- [Desafio 1]
Responda a estas perguntas com base no trecho fornecido:
(a) Em quais instituições Wellington de Oliveira cursa o doutorado?
(b) Em que cidade fica a Sala de Recursos de Altas Habilidades onde ele atua?
(c) Sobre qual tema a revista vai explorar a visão de Wellington nesta edição?

── Trecho fornecido

Altas

ARTE: ALTAS HABILIDADES OU SUPERDOTAÇÃO

Entrevista

Wellington de Oliveira


Wellington de Oliveira: Artista da cena, arte-educador e produtor cultural; Doutorando em Educação Artística na Faculdade de Belas Artes da Universidade do Porto e em Artes Cênicas na Universidade Federal do Estado do Rio de Janeiro (UNIRIO), em regime de cotutela internacional. Mestre em Artes e graduado em Artes Cênicas pela Universidade de Brasília. Professor da Secretaria de Educação do Distrito Federal, atuando na Sala de Recursos de Altas Habilidades de Planaltina-DF.


A Sala de Recursos Revista tem o prazer de apresentar o professor Wellington de Oliveira, um artista da cena, arte-educador e produtor cultural que está deixando sua marca no campo da educação. Com um currículo impressionante e uma vasta experiência, Wellington traz consigo um conjunto diversificado de habilidades e conhecimentos que enriquecem seu trabalho como educador.

Com uma formação sólida e abrangente permite que ele explore as interseções entre a arte e a educação de maneiras inovadoras, Wellington atualmente atua como professor da Secretaria de Educação do Distrito Federal, na Sala de Recursos de Altas Habilidades de Planaltina-DF. Sua dedicação à educação inclusiva é evidente em seu compromisso em proporcionar um ambiente de aprendizado enriquecedor para estudantes com altas habilidades ou superdotação em Artes Cênicas. Sua experiência como arte-educador e produtor cultural traz uma abordagem criativa e dinâmica ao processo educacional, inspirando os alunos a explorarem suas capacidades artísticas e a se expressarem de maneira única.

Nesta edição da revista, teremos o privilégio de explorar a visão de Wellington sobre a Altas Habilidades ou Superdotação nas Artes Cênicas e sua abordagem única no trabalho com estudantes com altas habilidades. Seus insights e práticas inovadoras certamente nos inspirarão a conhecer mais sobre o assunto e a expressão destes talentos.


SR: Sala de Recursos Revista

Wellington, fale um pouco sobre sua trajetória e formação.

────

- [Desafio 2] Atualize as entradas da linha que contém "Mark the region of each instance of the recessed" até a linha que contém "150), (18, 145)]", ambas incluídas, substituindo "Segmentation" por "Mask". Apresente somente essas linhas, sem nenhuma outra alteração.

── Linhas armazenadas

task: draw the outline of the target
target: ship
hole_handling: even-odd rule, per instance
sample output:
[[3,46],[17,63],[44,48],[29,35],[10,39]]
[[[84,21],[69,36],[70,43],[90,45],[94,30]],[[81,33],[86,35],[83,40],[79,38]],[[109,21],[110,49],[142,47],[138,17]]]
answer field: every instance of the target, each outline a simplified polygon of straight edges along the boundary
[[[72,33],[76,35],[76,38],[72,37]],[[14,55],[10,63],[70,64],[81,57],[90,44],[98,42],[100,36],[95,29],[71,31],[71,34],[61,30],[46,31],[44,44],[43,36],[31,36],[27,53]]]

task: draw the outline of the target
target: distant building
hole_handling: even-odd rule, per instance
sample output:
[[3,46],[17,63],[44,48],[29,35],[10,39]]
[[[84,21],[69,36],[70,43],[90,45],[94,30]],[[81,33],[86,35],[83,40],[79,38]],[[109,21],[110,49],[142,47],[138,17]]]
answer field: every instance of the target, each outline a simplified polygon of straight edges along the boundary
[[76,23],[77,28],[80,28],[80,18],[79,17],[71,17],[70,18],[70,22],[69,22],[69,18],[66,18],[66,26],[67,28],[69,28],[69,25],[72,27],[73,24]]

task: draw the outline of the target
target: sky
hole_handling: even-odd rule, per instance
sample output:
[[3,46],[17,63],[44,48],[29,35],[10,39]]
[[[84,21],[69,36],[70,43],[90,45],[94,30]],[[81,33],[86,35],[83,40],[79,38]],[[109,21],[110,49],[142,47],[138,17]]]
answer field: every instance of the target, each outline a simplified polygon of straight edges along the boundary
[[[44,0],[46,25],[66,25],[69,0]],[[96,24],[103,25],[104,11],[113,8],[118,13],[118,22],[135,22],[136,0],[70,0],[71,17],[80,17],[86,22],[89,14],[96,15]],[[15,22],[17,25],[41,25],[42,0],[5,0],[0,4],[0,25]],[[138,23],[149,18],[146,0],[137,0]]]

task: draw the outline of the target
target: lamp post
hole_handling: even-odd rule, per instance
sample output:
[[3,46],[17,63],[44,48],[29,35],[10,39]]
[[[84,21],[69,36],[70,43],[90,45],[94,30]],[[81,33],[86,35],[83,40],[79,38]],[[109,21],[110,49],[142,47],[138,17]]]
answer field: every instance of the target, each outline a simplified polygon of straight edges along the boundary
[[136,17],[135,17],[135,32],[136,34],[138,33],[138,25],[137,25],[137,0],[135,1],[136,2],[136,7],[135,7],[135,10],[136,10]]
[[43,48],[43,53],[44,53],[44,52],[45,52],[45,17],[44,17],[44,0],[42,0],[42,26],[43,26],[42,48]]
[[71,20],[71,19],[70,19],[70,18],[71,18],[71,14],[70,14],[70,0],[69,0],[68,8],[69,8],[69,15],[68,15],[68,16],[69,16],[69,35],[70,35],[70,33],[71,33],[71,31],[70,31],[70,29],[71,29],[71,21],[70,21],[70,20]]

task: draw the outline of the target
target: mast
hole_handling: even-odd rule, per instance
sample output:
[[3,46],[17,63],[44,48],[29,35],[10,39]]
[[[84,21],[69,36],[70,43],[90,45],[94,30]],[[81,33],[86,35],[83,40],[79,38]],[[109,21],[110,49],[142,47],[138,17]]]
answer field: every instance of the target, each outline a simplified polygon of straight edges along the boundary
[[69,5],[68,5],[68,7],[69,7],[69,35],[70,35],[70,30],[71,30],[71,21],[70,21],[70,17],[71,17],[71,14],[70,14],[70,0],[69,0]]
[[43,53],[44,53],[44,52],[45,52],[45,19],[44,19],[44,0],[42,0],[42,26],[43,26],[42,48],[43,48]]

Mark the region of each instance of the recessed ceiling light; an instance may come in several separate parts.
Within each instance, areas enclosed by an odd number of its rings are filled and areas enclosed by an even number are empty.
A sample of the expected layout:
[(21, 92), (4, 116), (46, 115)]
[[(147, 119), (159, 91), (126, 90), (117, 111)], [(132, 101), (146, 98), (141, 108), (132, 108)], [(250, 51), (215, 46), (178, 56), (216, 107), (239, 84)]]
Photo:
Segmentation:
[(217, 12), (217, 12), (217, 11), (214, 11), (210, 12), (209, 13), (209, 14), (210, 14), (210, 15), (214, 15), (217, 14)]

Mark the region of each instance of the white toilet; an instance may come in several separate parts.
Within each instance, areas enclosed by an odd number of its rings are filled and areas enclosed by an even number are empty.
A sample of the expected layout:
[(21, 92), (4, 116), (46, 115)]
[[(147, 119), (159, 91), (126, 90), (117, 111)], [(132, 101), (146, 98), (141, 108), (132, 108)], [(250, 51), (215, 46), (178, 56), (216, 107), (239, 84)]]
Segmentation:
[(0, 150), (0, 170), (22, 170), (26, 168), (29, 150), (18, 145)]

────
── Linhas armazenadas

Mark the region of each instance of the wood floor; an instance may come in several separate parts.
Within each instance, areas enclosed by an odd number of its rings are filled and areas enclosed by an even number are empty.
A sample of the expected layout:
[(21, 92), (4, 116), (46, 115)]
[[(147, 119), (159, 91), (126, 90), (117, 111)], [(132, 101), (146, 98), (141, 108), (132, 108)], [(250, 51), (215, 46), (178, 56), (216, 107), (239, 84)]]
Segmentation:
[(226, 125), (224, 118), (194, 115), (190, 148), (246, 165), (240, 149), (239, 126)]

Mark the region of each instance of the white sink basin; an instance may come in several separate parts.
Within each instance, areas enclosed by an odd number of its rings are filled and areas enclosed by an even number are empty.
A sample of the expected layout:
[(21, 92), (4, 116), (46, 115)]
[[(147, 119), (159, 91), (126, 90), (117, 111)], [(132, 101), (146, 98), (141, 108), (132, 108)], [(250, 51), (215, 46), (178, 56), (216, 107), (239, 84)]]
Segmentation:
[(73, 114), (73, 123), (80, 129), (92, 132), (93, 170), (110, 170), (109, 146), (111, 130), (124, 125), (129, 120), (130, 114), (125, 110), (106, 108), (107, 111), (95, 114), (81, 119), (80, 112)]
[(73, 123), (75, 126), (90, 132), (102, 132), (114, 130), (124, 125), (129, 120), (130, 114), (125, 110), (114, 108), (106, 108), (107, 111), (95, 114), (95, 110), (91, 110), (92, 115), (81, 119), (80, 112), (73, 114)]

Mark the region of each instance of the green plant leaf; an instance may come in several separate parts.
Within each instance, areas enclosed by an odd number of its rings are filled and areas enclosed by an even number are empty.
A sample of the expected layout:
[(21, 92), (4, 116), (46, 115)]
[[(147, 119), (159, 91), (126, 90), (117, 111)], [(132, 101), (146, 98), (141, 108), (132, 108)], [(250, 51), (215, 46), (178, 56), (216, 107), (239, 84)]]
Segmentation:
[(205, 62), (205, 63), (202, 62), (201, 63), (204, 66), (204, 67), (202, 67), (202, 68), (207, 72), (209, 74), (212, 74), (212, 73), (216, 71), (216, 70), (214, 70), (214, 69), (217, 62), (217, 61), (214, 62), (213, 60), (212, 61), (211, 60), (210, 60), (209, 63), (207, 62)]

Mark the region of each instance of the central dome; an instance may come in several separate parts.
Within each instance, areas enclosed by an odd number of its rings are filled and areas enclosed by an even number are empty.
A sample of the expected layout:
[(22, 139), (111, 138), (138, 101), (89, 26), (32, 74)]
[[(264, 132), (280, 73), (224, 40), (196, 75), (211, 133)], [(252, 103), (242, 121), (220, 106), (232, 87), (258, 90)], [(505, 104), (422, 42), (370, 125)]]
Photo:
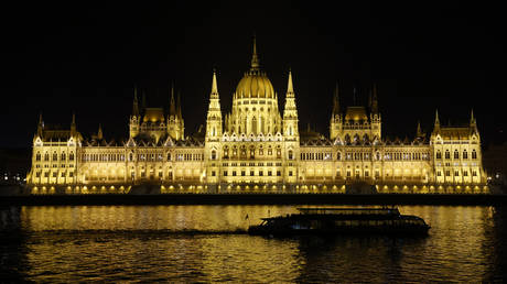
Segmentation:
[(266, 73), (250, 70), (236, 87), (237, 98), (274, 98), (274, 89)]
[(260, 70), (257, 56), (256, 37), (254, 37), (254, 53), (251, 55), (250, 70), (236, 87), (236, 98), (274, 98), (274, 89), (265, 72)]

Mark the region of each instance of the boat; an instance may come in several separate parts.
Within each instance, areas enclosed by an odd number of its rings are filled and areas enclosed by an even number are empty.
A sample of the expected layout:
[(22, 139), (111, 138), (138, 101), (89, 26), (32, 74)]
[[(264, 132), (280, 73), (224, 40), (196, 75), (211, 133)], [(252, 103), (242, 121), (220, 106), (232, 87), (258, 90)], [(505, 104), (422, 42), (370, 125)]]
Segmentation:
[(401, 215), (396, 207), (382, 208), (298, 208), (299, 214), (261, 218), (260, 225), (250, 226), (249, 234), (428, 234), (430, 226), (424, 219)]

────

- [Saída completa 1]
(a) Na Faculdade de Belas Artes da Universidade do Porto e na Universidade Federal do Estado do Rio de Janeiro (UNIRIO).
(b) Em Planaltina-DF.
(c) Sobre a Altas Habilidades ou Superdotação nas Artes Cênicas e sua abordagem única no trabalho com estudantes com altas habilidades.

- [Saída completa 2]
Mark the region of each instance of the recessed ceiling light; an instance may come in several separate parts.
Within each instance, areas enclosed by an odd number of its rings are filled and areas enclosed by an even number are empty.
A sample of the expected layout:
[(21, 92), (4, 116), (46, 115)]
[[(147, 119), (159, 91), (126, 90), (117, 111)], [(132, 101), (146, 98), (141, 108), (132, 108)], [(250, 51), (215, 46), (178, 56), (216, 107), (239, 84)]]
Photo:
Mask:
[(217, 12), (217, 12), (217, 11), (214, 11), (210, 12), (209, 13), (209, 14), (210, 14), (210, 15), (214, 15), (217, 14)]

Mark the region of each instance of the white toilet; an instance may come in several separate parts.
Within each instance, areas enclosed by an odd number of its rings are filled and areas enclosed by an even number are empty.
A sample of the expected layout:
[(21, 92), (4, 116), (46, 115)]
[[(147, 119), (159, 91), (126, 90), (117, 111)], [(132, 101), (146, 98), (141, 108), (132, 108)], [(250, 51), (215, 46), (178, 56), (216, 107), (239, 84)]]
Mask:
[(0, 150), (0, 170), (22, 170), (26, 168), (29, 150), (18, 145)]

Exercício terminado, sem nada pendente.